Which of the lines below contain the string "tortoise"? Copy each one.
(SOURCE DATA Opens)
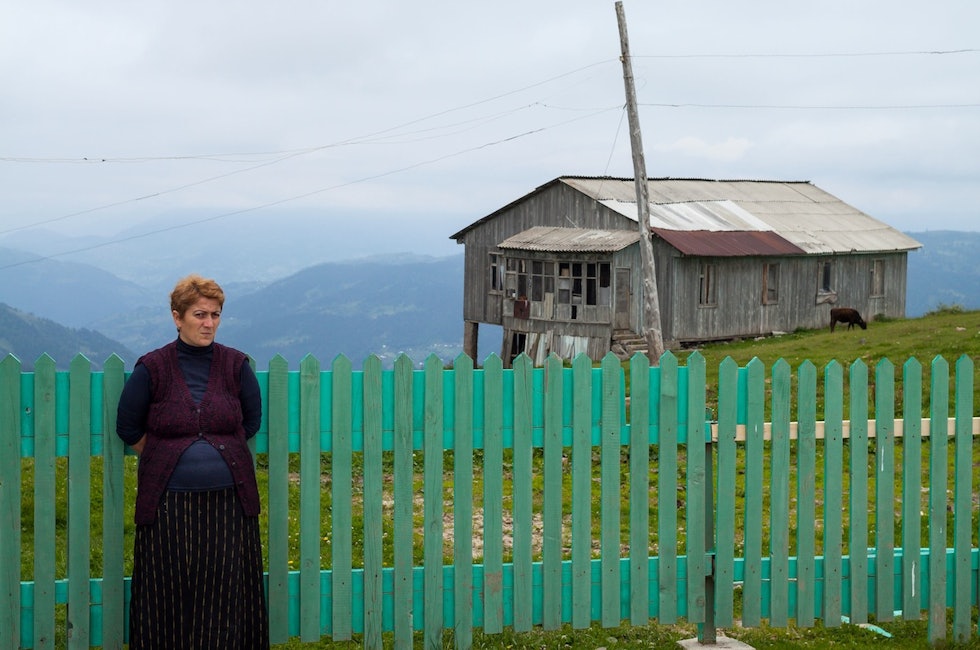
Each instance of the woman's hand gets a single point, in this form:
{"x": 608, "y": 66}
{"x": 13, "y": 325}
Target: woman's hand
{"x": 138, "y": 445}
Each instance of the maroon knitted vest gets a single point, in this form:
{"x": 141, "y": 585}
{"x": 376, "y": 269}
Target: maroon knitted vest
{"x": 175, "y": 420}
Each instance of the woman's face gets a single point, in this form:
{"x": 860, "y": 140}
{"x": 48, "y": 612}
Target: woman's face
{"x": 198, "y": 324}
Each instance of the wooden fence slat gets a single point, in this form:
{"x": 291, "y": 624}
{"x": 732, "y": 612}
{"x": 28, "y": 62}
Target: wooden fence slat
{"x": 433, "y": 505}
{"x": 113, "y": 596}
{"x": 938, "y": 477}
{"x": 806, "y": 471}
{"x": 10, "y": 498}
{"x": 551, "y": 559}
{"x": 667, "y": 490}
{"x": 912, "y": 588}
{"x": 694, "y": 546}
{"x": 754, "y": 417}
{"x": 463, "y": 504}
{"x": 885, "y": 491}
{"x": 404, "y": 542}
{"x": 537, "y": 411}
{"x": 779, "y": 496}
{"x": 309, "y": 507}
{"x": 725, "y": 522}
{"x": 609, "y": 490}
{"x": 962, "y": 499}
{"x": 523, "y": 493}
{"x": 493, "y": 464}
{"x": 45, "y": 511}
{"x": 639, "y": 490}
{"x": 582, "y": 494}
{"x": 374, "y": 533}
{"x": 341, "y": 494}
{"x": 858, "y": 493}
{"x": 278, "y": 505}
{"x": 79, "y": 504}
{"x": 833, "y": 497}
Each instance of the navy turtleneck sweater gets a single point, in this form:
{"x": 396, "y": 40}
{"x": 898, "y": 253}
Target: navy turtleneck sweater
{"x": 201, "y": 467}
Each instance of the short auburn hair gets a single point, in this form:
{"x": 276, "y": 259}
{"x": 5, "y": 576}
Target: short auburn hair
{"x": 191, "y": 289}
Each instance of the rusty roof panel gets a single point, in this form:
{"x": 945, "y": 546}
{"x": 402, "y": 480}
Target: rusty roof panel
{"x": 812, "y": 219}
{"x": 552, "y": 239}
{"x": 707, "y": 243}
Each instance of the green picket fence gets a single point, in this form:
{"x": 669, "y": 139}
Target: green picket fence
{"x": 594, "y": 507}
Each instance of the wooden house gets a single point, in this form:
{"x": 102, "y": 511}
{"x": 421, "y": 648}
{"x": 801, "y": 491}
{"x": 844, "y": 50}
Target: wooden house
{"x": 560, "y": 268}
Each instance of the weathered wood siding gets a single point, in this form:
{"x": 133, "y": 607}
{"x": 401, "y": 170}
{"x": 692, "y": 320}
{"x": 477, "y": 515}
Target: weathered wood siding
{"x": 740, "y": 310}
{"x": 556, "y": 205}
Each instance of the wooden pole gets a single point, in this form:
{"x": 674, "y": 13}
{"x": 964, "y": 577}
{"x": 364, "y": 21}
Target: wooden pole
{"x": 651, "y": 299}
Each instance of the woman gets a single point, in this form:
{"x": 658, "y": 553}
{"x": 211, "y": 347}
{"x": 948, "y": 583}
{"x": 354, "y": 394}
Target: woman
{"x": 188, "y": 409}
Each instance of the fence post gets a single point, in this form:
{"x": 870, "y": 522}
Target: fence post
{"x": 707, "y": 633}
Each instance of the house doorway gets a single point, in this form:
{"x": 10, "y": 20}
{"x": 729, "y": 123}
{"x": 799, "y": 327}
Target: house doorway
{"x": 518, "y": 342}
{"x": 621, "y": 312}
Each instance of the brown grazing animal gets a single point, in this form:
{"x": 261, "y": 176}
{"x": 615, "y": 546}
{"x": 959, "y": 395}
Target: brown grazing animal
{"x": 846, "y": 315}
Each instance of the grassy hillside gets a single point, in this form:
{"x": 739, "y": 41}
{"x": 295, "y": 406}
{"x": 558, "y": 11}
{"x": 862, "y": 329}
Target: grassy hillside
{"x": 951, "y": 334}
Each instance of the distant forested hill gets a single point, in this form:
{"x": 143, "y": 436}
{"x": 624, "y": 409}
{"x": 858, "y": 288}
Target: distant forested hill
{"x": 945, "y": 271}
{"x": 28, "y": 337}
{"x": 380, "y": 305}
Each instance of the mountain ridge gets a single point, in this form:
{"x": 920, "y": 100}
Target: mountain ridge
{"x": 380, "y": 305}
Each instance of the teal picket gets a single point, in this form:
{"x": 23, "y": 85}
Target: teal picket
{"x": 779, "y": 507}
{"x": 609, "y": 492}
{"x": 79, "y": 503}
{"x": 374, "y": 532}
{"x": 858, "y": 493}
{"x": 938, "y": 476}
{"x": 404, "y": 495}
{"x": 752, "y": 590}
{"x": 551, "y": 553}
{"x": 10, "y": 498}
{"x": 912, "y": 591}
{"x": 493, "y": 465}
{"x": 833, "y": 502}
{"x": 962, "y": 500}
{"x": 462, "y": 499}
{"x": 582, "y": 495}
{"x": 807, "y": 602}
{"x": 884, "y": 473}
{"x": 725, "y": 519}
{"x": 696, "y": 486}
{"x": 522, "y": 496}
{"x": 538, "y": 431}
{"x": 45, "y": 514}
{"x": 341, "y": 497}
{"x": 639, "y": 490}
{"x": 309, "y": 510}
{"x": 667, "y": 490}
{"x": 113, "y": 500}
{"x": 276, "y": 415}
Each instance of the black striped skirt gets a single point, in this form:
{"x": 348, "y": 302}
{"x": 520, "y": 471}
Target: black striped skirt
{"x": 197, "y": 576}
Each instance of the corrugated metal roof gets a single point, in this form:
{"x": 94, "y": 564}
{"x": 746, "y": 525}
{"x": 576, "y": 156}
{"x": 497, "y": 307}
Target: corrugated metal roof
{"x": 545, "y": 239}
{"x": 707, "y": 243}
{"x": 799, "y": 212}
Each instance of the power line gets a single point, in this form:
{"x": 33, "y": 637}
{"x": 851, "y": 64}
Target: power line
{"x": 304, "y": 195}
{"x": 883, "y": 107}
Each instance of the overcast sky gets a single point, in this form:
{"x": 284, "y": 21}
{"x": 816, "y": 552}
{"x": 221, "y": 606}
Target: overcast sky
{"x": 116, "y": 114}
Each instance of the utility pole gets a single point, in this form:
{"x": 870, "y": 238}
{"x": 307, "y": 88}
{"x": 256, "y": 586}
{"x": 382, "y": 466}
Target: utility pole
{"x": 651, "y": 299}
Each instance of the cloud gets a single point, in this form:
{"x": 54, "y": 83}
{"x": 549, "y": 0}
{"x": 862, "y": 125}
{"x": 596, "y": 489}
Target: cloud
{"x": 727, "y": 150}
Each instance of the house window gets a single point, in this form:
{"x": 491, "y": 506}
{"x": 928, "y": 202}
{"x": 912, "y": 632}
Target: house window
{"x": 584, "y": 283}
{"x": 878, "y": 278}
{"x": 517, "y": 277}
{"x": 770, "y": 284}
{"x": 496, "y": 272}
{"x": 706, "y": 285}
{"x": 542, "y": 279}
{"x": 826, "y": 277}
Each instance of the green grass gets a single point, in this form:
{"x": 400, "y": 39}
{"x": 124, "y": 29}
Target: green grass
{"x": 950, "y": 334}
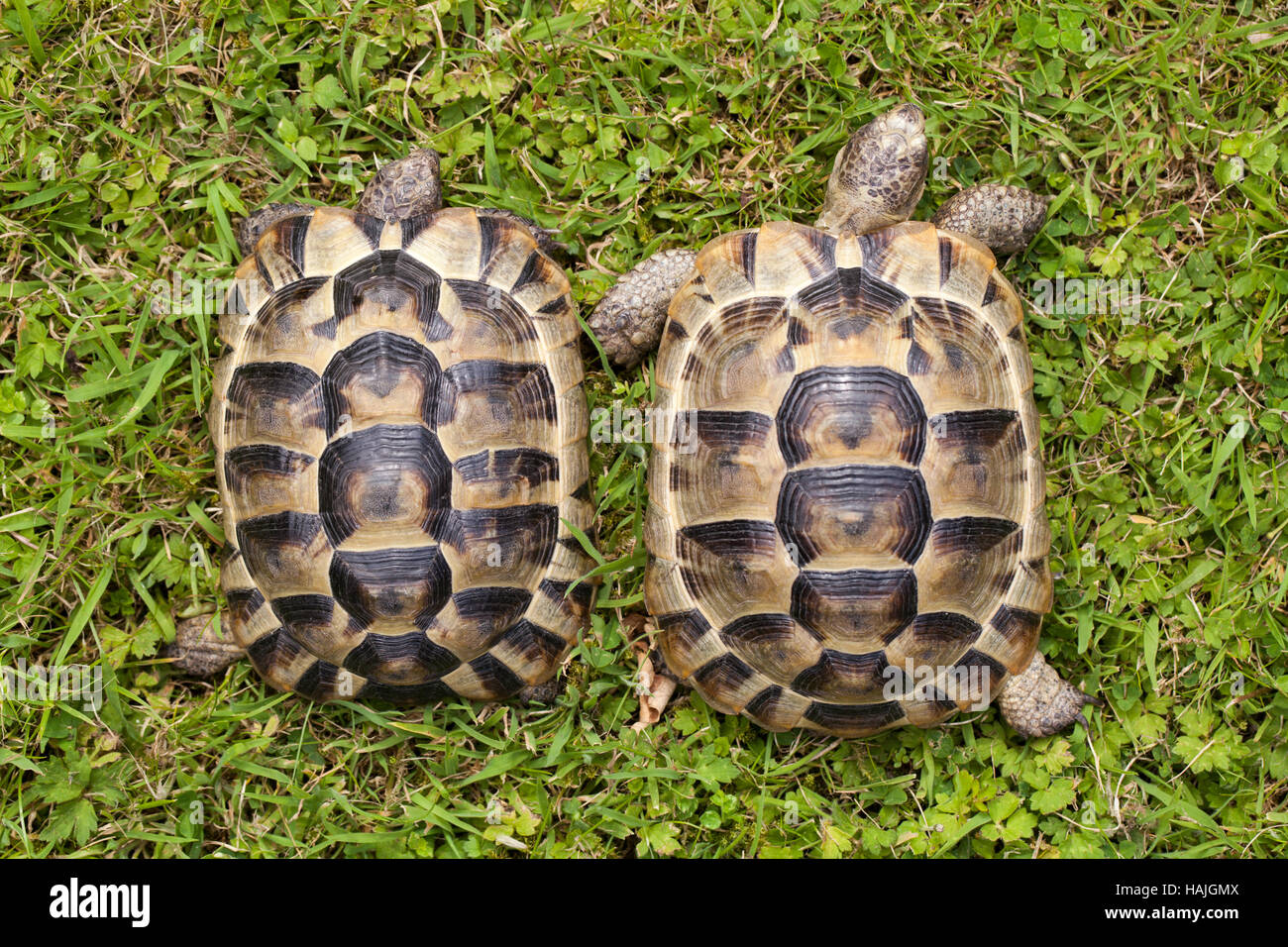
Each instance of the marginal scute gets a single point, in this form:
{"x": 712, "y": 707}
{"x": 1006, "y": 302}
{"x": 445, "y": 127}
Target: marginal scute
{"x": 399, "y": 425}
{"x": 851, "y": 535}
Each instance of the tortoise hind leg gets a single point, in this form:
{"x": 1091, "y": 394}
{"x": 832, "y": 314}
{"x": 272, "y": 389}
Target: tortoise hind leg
(SOURCE DATA Closes)
● RESULT OF THE TASK:
Each instance of the tortoise hind leg gets a single point, in this form:
Target: tortoise hind leg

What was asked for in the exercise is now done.